_Verilen metin:_
- - -
Dolaysıyla Vestfalya Anlaşması ile devletlerin güvenlik anlayışında da esaslı değişiklikler oluyor. Güvenlik demek artık; seküler dünya düzeni, egemenlik ve eşitlik demek oluyor.

Vestfalya Anlaşması,  bu nedenlerle çoğu tarihçiler tarafından modern çağın başlangıcı olarak kabul ediliyor…

Ancak 1789 Fransız İhtilali ile 1648 Vestfalya anlaşması ile Avrupa’da kurulan denge bozuluyor.

1815 Viyana Kongresi

1815 Waterloo Savaşı ve ardından yapılan 1815 Viyana Kongresi ile Avrupa’da gerçek anlamda bir statüko oluşturuluyor..

Viyana Kongresinden sonra Avrupa’da oluşan statüko nedeniyle Rusya yönünü Osmanlı İmparatorluğuna çeviriyor. Bu tarihten sonra Rusya, Osmanlının Balkanlar, Kırım ve Kafkasya’daki topraklarına yöneliyor. Ancak Osmanlı Avrupa'daki bu değişimi ve Rusya’nın bu yönelişini bir türlü göremiyor. 1853-1856 Kırım Harbinde Avrupa, Osmanlı yanında yer alarak bu statükonun Rusya lehine bozulmasına izin vermiyor.

1789 Fransız İhtilalinin yağdığı fikir akımları, sanayi devrimi, devletlerin pazar ve hammadde arayışları ve rekabet devletlerarası bloklaşmaları beraberinde getiriyor.
- - -
_Liste:_

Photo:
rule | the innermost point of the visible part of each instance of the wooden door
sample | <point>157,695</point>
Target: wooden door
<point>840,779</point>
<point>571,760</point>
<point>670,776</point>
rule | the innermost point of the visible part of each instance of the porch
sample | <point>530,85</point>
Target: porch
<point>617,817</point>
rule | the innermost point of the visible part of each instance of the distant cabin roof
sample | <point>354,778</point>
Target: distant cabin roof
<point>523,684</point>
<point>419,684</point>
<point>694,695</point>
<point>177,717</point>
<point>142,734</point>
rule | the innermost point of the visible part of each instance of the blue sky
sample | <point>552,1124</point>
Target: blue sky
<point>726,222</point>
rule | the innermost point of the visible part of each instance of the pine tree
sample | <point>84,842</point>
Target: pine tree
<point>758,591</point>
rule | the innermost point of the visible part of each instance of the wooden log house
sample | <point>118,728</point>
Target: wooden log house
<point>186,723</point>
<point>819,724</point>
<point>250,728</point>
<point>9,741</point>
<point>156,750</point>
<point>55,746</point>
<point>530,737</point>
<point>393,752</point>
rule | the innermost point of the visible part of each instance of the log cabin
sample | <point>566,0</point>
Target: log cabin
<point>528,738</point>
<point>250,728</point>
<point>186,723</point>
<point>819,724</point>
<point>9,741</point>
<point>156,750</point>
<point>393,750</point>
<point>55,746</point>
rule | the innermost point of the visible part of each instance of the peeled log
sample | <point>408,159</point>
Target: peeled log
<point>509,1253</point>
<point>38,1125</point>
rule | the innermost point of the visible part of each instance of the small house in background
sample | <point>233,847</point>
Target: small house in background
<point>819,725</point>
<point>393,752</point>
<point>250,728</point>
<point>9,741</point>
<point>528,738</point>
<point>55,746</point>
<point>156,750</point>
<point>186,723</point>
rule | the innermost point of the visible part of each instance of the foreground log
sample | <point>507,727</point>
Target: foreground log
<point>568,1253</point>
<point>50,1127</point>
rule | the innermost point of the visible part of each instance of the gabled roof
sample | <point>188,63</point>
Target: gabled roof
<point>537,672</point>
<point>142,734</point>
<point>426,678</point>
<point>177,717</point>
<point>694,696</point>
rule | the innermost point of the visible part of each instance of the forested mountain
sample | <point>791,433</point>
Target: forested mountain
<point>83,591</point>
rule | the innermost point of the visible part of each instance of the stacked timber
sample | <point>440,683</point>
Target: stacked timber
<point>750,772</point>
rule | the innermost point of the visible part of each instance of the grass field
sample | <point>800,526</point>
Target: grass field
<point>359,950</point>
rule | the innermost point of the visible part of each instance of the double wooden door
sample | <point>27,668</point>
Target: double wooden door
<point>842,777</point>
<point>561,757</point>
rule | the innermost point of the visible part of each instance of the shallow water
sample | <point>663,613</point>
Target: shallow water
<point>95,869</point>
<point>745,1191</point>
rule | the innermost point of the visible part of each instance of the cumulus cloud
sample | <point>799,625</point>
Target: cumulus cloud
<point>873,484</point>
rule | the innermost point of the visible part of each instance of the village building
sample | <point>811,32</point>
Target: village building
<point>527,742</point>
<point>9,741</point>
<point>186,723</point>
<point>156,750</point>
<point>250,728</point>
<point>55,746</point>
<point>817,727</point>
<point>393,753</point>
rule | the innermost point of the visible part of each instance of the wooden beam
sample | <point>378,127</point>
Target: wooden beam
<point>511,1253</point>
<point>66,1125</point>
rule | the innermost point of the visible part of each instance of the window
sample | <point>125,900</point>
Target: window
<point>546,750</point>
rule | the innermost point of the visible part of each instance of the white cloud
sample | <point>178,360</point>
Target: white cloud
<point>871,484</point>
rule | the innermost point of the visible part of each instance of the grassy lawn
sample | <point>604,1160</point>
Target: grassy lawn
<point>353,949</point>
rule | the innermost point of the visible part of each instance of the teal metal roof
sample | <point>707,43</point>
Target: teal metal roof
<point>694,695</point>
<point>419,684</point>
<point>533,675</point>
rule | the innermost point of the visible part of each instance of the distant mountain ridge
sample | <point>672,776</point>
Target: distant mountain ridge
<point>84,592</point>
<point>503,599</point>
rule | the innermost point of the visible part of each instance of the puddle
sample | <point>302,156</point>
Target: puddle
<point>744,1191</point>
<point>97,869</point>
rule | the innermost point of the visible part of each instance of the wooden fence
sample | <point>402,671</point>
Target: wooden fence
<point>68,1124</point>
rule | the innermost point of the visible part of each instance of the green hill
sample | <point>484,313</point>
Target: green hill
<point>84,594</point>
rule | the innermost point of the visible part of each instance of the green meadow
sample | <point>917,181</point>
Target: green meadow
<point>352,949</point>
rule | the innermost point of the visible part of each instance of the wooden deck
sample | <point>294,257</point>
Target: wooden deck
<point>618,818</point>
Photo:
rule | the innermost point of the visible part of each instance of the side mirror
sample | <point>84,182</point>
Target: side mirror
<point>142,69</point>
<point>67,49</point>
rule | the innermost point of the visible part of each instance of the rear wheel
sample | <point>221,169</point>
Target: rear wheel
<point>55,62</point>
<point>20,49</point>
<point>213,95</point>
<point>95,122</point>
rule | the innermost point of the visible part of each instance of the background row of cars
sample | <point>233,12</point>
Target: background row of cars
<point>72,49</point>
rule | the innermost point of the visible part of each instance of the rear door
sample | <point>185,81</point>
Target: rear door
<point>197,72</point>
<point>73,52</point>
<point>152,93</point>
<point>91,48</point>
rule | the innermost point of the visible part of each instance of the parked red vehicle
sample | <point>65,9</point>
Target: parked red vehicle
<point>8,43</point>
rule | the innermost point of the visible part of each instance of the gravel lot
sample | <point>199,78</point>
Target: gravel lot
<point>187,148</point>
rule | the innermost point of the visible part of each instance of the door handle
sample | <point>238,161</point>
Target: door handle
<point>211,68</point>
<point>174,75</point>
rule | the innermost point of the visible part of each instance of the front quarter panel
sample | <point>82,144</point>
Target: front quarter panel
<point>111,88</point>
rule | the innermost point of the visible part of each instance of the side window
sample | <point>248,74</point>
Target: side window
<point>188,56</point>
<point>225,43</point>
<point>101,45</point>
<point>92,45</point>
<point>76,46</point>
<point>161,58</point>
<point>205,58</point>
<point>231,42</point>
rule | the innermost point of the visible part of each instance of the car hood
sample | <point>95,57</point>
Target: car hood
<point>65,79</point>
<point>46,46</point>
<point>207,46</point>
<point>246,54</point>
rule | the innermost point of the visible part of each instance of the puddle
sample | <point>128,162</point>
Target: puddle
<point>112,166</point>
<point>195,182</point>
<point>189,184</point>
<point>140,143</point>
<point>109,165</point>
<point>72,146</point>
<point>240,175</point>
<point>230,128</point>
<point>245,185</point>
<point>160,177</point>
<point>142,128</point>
- - -
_Yapılacaklar:_
1) Avrupa dengesini anlatan metne göre çoğu tarihçi Vestfalya Anlaşması'nı neyin başlangıcı sayıyor?
2) Avrupa dengesini anlatan metni lütfen son cümlesinin ardından kaldığı yerden sürdürün.
Liste başka bir kaynaktan alınmıştır.

_Beklenen yanıtlar:_
1) Modern çağın başlangıcı.

2)
1870 Sedan Muharebesi ile 1648 Vestfalya Anlaşması ile engel olunan Alman birliği ve İtalyan birliği kuruluyor. Böylece 1815 Viyana Kongresi ile Avrupa’da kurulan statüko bozuluyor. Ve Avrupa’da gerilim başlıyor…

Dünya Savaşına doğru

Bu tarihten sonra dünya iki bloka ayrılıyor. Bir tarafta İngiltere, Fransa, İtalya, Rusya, Sırbistan, Karadağ, Belçika, Yunanistan, Japonya, Romanya ve ABD’nin oluşturduğu İtilaf devletleri, diğer tarafta ise Almanya, Avusturya, Macaristan, Bulgaristan ve Osmanlı devletinin oluşturduğu İttifak devletleri yer alıyor…

İtilaf devletleri Fransız İhtilalinin doğurduğu; ‘’özgürlük’’, ‘’eşitlik’’ ve ‘’kardeşlik’’ fikirlerini savunurken, İttifak devletleri ise Prusya’nın başını çektiği; ‘’düzen’’, ‘’şeref’’, ‘’itaat’’ ve ‘’milli duygular’’ fikirlerini savunuyor.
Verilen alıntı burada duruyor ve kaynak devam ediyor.